#### TEXTE À LIRE
France | France, Cour administrative d'appel de Marseille, 1ère chambre - formation à 3, 21 septembre 2006, 03MA00071


Vu la requête, enregistrée le 16 janvier 2003, présentée pour la SOCIETE CIVILE IMMOBILIERE (SCI) DE GESTION IMMOBILIERE LA PROVENCALE, représentée par son gérant en exercice, dont le siège social est Rond Point de l'Hélicoptère à Marignane (13700), par Me Cohen, avocat ;

La SOCIETE DE GESTION IMMOBILIERE LA PROVENCALE demande à la Cour :

1°/ d'annuler le jugement n° 98-5989 en date du 28 novembre 2002 par lequel le Tribunal administratif de Marseille a rejeté sa demande tendant à la condamnation de la commune d'Allauch à lui verser une somme de 2.955.030 F, avec

intérêts capitalisés, en réparation du préjudice consécutif au refus de lui...
########
### CONSIGNE
Recopiez mot pour mot le passage de l'arrêt de la cour d'appel en partant de « 1°/ d'annuler le » et en allant jusqu'à « refus de lui... ».
#### DONNÉES FOURNIES
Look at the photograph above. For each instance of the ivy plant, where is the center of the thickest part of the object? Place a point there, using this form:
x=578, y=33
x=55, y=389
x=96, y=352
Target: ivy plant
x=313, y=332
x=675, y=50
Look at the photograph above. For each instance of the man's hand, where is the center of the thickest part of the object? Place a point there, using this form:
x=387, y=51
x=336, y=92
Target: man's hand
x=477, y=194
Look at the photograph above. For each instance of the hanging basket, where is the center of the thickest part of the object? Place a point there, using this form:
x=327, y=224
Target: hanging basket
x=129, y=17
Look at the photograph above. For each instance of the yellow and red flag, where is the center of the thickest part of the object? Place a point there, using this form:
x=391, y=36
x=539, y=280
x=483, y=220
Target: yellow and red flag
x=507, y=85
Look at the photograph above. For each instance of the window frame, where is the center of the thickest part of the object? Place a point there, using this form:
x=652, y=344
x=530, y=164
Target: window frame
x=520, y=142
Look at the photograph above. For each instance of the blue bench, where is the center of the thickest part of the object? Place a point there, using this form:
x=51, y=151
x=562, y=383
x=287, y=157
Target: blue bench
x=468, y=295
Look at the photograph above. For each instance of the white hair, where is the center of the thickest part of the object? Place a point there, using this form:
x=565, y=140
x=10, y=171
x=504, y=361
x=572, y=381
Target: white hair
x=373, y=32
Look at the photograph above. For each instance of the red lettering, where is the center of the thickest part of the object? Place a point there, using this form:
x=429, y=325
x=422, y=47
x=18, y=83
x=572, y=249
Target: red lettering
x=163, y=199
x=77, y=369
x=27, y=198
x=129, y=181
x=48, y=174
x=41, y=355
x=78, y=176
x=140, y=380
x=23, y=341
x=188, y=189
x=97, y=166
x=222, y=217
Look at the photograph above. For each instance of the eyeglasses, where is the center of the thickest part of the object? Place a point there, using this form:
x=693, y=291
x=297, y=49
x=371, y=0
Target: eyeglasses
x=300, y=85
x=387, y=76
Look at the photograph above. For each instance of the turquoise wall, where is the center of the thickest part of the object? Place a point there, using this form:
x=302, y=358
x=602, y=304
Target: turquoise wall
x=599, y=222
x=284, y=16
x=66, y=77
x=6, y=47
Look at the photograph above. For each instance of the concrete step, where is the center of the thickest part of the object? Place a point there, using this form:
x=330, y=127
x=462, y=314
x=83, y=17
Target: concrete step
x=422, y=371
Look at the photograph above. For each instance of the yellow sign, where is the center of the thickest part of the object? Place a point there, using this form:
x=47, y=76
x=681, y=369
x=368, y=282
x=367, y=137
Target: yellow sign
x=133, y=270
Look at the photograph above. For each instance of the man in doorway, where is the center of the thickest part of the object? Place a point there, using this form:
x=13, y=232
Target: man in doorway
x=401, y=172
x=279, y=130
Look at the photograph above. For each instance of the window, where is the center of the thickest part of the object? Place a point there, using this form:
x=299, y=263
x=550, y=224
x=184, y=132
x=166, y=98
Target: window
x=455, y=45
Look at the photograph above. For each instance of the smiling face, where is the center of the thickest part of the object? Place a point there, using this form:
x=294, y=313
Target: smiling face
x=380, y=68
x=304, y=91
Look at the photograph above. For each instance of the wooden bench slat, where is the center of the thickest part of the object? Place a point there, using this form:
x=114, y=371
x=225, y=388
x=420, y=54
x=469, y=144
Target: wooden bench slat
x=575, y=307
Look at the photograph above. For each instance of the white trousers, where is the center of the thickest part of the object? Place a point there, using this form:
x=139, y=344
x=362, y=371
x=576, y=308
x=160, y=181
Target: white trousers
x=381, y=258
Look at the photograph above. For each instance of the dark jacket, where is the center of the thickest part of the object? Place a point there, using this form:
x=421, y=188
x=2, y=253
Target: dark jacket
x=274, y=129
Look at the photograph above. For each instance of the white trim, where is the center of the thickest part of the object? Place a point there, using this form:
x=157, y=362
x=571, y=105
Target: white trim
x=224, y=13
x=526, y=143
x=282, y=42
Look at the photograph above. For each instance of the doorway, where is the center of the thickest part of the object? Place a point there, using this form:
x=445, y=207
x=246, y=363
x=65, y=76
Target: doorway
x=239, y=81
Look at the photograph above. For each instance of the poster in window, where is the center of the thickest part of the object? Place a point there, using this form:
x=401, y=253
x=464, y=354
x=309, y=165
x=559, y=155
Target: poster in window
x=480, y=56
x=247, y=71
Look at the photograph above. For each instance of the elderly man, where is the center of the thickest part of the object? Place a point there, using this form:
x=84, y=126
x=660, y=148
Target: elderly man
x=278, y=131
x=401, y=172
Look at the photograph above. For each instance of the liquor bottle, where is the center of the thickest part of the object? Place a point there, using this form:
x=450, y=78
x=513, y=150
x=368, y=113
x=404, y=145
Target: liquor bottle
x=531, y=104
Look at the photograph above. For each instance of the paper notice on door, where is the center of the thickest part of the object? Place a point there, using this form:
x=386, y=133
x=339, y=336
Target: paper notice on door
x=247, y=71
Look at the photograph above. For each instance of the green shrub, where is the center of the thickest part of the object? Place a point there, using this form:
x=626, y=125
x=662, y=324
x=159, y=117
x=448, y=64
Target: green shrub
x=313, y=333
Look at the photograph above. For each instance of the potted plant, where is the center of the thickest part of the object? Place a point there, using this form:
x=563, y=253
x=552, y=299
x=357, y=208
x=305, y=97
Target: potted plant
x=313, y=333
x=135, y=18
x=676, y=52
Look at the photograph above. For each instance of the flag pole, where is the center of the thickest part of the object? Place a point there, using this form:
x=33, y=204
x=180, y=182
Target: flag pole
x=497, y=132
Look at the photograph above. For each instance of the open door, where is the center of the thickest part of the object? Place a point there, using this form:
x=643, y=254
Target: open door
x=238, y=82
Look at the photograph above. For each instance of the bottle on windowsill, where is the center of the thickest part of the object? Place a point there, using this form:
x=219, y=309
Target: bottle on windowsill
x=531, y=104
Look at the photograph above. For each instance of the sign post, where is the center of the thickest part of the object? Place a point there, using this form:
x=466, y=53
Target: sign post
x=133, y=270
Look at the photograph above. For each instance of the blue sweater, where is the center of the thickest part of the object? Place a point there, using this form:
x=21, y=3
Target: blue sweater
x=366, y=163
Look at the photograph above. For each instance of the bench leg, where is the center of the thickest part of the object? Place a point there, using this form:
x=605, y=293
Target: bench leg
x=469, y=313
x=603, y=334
########
### RÉPONSE RÉDIGÉE
1°/ d'annuler le jugement n° 98-5989 en date du 28 novembre 2002 par lequel le Tribunal administratif de Marseille a rejeté sa demande tendant à la condamnation de la commune d'Allauch à lui verser une somme de 2.955.030 F, avec

intérêts capitalisés, en réparation du préjudice consécutif au refus de lui...